-- Opening Marker --

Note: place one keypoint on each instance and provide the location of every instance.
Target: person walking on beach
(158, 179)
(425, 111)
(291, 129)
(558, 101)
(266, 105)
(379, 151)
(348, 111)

-- Closing Marker --

What is needed ::
Would you copy out each record precisely as it stands?

Solution for this exercise ::
Note: place one keypoint on each instance and provide the location of every instance.
Target: person walking on beach
(158, 179)
(425, 111)
(291, 129)
(558, 101)
(266, 105)
(379, 151)
(348, 111)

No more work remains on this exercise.